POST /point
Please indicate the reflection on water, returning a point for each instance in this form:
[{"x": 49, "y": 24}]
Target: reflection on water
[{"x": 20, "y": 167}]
--------------------------------------------------
Please find the lines in the data that contain the word "point" and copy them.

**Task output:**
POST /point
Please indicate the reflection on water, returning a point for each instance in this form:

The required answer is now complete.